=== AVAILABLE DATA ===

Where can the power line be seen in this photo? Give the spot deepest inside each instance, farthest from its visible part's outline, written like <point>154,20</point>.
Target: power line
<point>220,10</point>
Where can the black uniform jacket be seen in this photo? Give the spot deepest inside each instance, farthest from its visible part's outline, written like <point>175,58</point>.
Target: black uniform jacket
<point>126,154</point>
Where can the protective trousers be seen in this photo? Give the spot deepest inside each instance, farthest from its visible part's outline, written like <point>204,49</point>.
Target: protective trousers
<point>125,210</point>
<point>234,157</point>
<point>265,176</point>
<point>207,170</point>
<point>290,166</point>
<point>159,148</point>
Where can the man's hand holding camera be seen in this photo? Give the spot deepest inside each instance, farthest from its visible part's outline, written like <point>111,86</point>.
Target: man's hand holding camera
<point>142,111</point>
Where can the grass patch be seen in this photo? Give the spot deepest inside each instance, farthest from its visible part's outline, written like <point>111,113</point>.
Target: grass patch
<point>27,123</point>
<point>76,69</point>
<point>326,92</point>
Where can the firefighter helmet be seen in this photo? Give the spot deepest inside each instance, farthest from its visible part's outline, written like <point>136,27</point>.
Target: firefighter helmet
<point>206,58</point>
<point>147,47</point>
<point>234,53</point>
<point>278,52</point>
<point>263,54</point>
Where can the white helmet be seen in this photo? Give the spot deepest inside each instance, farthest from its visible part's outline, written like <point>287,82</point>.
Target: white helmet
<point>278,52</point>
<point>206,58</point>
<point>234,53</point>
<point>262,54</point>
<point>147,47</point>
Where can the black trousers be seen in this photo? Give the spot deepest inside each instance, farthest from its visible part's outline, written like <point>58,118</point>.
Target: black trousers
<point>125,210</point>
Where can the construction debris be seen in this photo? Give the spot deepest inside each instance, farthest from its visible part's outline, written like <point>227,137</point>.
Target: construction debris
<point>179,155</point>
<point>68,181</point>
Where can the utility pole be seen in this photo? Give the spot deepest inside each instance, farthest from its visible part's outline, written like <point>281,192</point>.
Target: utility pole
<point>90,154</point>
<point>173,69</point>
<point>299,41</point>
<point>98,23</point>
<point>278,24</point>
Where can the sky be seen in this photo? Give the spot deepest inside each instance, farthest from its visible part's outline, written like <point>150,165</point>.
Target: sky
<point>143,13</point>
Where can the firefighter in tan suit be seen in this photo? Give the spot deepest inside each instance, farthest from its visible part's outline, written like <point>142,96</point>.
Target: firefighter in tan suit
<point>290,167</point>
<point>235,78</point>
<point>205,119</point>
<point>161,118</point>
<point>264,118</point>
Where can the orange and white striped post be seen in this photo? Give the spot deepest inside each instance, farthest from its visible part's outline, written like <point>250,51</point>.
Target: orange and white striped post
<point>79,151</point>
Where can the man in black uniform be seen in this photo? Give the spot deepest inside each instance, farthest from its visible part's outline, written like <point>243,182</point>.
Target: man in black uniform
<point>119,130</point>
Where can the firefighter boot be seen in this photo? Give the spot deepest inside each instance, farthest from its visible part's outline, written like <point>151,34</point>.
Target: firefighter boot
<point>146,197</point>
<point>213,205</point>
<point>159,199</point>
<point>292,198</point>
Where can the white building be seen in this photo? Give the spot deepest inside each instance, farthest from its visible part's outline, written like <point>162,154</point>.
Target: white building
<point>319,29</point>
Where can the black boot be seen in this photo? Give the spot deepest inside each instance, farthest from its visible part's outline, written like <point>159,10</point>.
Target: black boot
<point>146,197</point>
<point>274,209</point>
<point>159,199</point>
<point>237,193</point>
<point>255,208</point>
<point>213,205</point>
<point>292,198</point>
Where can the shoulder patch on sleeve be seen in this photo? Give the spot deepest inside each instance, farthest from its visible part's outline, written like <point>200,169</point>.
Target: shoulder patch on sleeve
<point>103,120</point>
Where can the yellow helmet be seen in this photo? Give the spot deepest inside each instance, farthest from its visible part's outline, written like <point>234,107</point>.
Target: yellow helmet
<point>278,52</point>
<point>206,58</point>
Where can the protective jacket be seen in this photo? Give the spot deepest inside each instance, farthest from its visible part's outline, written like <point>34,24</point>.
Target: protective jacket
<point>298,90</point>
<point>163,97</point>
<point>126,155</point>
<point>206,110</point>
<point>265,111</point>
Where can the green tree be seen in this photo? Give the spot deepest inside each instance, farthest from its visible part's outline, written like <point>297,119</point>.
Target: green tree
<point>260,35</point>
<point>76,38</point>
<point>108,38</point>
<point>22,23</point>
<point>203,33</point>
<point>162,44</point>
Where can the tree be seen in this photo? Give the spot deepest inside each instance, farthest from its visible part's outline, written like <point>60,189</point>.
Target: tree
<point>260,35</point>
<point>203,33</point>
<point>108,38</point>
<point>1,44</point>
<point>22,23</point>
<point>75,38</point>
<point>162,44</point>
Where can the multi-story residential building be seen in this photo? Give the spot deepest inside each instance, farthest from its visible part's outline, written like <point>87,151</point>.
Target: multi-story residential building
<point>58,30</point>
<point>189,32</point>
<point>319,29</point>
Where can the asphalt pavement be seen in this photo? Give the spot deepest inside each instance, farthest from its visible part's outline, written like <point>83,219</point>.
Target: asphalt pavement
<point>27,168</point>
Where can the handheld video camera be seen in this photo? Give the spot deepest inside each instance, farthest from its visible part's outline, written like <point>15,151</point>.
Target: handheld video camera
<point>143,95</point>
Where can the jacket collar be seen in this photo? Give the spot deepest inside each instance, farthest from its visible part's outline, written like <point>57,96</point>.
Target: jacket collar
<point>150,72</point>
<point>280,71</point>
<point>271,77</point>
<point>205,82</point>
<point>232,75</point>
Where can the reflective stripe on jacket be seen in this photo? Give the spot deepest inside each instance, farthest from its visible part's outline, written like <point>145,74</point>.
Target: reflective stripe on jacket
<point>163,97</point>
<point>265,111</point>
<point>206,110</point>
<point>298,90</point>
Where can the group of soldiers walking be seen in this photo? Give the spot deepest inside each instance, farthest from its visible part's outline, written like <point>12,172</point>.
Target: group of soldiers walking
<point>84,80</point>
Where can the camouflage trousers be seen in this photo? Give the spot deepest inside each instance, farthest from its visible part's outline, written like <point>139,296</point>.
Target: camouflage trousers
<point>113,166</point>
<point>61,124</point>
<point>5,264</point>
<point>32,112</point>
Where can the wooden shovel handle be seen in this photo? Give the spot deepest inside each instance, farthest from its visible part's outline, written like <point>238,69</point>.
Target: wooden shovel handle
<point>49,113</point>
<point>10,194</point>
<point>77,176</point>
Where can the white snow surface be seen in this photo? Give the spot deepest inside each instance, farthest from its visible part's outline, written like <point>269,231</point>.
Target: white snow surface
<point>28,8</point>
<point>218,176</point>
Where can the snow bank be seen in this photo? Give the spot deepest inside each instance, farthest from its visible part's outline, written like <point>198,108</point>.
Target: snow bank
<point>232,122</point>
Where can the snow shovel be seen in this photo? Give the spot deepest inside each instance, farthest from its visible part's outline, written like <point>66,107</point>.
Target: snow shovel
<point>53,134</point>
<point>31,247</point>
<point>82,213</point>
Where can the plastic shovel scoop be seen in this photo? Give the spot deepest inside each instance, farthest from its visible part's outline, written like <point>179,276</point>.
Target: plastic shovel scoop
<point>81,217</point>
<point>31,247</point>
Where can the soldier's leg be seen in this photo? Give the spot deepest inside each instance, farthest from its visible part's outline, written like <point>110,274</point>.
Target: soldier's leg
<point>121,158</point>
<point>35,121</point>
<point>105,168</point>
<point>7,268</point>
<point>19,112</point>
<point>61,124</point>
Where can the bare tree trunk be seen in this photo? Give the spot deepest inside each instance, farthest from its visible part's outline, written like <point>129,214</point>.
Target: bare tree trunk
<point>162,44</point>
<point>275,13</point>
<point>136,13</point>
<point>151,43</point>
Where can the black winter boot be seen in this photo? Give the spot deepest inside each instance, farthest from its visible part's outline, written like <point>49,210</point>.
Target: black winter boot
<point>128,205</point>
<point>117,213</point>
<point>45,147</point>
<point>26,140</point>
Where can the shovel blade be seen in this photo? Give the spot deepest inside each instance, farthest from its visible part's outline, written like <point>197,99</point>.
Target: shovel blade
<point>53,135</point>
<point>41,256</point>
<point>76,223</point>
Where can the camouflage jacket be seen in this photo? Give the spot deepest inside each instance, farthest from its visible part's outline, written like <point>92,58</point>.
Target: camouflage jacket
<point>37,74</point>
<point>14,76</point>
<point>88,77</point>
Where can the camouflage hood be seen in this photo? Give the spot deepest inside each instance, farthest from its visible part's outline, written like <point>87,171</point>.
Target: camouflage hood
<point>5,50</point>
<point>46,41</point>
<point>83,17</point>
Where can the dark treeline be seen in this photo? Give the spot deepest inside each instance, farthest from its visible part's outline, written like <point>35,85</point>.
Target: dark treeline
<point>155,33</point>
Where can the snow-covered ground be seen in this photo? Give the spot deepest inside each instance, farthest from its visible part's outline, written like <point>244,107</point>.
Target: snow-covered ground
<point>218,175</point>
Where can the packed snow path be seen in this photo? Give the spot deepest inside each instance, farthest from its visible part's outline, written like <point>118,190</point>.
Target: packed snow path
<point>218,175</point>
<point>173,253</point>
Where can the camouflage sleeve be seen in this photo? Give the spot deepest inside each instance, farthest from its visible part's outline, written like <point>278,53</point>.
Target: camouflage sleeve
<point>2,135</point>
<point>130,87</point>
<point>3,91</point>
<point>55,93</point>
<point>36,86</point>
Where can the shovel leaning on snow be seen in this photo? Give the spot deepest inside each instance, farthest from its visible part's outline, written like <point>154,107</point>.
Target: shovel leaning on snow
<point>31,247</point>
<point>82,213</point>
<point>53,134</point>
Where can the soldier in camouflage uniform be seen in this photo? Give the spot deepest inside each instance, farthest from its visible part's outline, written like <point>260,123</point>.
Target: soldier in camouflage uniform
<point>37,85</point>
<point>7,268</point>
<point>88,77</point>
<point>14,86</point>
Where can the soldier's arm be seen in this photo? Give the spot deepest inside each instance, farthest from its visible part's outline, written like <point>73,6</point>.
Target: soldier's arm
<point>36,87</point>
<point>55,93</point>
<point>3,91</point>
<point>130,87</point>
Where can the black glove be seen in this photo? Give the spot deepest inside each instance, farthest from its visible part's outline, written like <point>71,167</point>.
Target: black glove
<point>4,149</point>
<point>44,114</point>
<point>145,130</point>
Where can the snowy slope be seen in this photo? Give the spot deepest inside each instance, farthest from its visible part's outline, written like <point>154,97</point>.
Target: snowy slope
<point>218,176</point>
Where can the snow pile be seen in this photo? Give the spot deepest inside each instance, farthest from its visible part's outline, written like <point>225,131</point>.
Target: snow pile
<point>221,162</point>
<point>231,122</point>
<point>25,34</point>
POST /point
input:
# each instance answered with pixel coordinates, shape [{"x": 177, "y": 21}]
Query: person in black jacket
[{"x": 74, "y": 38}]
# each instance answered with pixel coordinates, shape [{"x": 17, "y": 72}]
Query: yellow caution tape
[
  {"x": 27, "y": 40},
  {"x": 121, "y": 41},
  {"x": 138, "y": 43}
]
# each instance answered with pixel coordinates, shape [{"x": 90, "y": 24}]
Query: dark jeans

===

- **EXERCISE GOAL**: Counting only lines above that contain the string "with", report how many there are and write nothing further.

- **SOLUTION TO THE PROBLEM**: 3